● **TASK DIRECTIONS**: Below are records; reproduce exactly the lines from the one that has "box: [325, 326, 519, 372]" through the one that has "positive clicks: (661, 206)", ends included, and nothing more.

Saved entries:
######

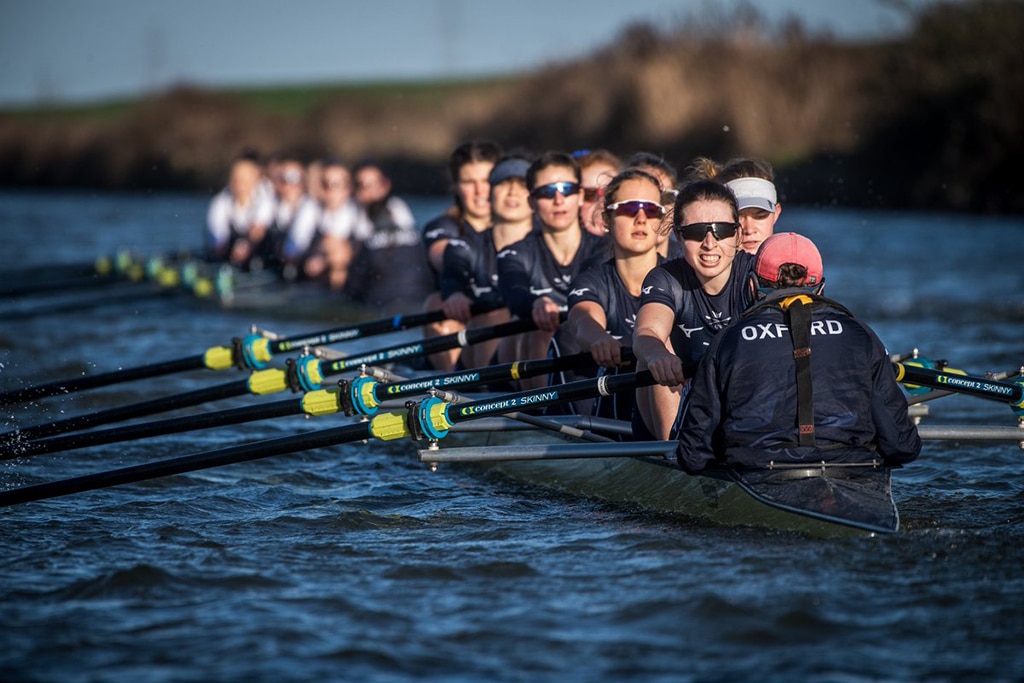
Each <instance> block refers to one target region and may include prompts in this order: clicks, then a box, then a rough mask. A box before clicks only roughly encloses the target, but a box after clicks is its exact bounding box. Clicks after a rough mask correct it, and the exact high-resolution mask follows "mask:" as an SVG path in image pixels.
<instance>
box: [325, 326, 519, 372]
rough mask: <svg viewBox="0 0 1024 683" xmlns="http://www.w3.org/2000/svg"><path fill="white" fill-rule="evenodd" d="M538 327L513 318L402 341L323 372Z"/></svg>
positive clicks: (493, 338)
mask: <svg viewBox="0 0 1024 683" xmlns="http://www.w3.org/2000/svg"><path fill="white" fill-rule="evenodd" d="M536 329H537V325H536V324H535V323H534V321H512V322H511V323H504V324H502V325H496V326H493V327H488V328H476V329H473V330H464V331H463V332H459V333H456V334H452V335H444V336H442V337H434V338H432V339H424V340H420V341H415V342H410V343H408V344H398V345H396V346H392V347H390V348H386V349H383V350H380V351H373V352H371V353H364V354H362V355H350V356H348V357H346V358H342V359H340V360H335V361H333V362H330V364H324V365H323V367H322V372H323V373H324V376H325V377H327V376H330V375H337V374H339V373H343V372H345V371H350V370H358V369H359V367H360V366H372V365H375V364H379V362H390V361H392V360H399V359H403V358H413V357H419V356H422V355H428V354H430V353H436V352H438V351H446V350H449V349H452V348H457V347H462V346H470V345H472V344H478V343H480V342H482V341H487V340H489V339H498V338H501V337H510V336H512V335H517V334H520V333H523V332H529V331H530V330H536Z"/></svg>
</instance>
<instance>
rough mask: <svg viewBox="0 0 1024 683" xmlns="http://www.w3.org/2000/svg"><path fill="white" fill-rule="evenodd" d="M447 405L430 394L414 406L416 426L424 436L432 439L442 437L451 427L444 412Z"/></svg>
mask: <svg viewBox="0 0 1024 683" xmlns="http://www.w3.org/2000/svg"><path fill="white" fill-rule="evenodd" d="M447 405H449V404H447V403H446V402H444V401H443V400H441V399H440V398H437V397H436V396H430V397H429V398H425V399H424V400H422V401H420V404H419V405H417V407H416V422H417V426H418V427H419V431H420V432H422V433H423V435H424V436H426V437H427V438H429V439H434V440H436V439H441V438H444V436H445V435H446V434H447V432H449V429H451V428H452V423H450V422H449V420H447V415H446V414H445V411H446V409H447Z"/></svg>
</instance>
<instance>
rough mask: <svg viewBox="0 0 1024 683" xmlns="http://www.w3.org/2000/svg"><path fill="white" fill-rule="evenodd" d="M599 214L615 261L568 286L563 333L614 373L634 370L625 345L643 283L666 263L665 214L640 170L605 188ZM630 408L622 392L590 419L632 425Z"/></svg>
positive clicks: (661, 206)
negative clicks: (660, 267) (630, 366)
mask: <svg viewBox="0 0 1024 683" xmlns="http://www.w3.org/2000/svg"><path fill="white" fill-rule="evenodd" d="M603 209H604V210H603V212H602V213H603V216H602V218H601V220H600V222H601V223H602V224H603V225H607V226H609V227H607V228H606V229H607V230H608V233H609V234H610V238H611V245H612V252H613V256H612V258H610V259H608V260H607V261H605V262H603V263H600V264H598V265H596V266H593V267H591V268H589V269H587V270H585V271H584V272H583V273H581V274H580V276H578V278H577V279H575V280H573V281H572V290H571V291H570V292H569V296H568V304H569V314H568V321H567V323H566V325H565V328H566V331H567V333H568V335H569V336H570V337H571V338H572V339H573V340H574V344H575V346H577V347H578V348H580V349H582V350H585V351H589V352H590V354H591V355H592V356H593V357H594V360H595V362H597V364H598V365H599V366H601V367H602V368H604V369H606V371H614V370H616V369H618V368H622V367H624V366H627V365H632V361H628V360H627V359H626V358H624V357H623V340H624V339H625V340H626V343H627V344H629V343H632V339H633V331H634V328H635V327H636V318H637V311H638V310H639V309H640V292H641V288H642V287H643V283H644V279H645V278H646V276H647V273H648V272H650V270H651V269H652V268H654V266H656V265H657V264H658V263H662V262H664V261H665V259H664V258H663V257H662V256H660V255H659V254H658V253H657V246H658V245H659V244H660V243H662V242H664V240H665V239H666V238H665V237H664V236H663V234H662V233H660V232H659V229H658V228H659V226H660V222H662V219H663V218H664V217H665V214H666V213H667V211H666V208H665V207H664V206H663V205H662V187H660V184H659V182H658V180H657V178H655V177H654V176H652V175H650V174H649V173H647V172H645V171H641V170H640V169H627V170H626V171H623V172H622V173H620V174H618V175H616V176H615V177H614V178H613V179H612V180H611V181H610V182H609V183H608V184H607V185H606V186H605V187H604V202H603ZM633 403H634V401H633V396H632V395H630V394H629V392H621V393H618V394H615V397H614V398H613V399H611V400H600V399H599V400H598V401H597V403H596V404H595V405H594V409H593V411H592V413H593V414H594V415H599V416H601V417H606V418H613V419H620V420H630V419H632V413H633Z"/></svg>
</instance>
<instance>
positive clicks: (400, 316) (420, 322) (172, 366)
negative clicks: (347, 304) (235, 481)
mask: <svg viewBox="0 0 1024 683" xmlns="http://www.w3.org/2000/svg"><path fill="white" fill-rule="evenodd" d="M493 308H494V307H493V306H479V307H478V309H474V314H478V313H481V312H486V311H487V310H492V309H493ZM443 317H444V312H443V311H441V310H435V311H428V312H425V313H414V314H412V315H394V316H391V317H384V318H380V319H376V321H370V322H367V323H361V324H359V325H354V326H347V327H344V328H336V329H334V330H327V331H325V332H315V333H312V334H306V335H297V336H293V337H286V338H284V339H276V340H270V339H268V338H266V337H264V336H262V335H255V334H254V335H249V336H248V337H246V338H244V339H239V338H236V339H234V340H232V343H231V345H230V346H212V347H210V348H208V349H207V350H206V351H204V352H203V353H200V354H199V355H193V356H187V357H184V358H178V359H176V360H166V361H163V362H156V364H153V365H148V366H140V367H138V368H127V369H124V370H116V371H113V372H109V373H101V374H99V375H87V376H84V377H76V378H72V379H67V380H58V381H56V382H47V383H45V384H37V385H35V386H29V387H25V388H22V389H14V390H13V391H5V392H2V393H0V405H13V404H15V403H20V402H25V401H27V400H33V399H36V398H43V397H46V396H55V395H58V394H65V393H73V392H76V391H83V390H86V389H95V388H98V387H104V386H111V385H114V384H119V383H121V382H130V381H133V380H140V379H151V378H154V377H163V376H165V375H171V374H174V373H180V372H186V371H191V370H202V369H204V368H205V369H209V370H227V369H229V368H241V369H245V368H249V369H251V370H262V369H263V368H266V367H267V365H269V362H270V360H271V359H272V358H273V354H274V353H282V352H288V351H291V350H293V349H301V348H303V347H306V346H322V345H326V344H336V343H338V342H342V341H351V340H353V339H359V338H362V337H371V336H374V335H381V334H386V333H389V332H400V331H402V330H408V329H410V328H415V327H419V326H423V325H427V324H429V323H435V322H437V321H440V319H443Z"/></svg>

######

● **WRITTEN RESPONSE**:
box: [325, 326, 519, 372]
rough mask: <svg viewBox="0 0 1024 683" xmlns="http://www.w3.org/2000/svg"><path fill="white" fill-rule="evenodd" d="M538 327L513 318L402 341L323 372Z"/></svg>
positive clicks: (493, 338)
mask: <svg viewBox="0 0 1024 683" xmlns="http://www.w3.org/2000/svg"><path fill="white" fill-rule="evenodd" d="M536 329H537V325H536V324H535V323H534V321H512V322H511V323H504V324H502V325H496V326H493V327H488V328H476V329H473V330H464V331H463V332H459V333H456V334H452V335H444V336H442V337H434V338H432V339H424V340H420V341H415V342H410V343H408V344H398V345H396V346H392V347H390V348H386V349H383V350H380V351H373V352H371V353H364V354H362V355H350V356H348V357H346V358H342V359H340V360H335V361H333V362H330V364H324V365H323V367H322V372H323V373H324V376H325V377H327V376H330V375H337V374H339V373H343V372H345V371H350V370H358V369H359V367H360V366H372V365H375V364H379V362H390V361H392V360H399V359H403V358H413V357H419V356H422V355H428V354H430V353H436V352H438V351H446V350H449V349H452V348H457V347H462V346H470V345H472V344H478V343H480V342H482V341H487V340H489V339H498V338H501V337H510V336H512V335H517V334H520V333H523V332H529V331H530V330H536Z"/></svg>
</instance>
<instance>
rough mask: <svg viewBox="0 0 1024 683" xmlns="http://www.w3.org/2000/svg"><path fill="white" fill-rule="evenodd" d="M447 405L430 394L414 406L416 426L424 436L432 439L442 437L451 427L444 412Z"/></svg>
mask: <svg viewBox="0 0 1024 683" xmlns="http://www.w3.org/2000/svg"><path fill="white" fill-rule="evenodd" d="M447 405H449V404H447V403H446V402H444V401H443V400H441V399H440V398H437V397H436V396H430V397H429V398H425V399H424V400H422V401H420V404H419V405H417V407H416V422H417V426H418V427H419V431H420V432H422V433H423V435H424V436H426V437H427V438H429V439H434V440H436V439H441V438H444V436H445V435H446V434H447V432H449V429H451V428H452V423H450V422H449V420H447V415H446V414H445V411H446V409H447Z"/></svg>
</instance>
<instance>
rough mask: <svg viewBox="0 0 1024 683" xmlns="http://www.w3.org/2000/svg"><path fill="white" fill-rule="evenodd" d="M599 214L615 261L568 286L563 333L614 373L634 370L625 345L643 283L666 263L665 214L640 170L605 188ZM630 408L622 392L590 419L632 425Z"/></svg>
positive clicks: (661, 206)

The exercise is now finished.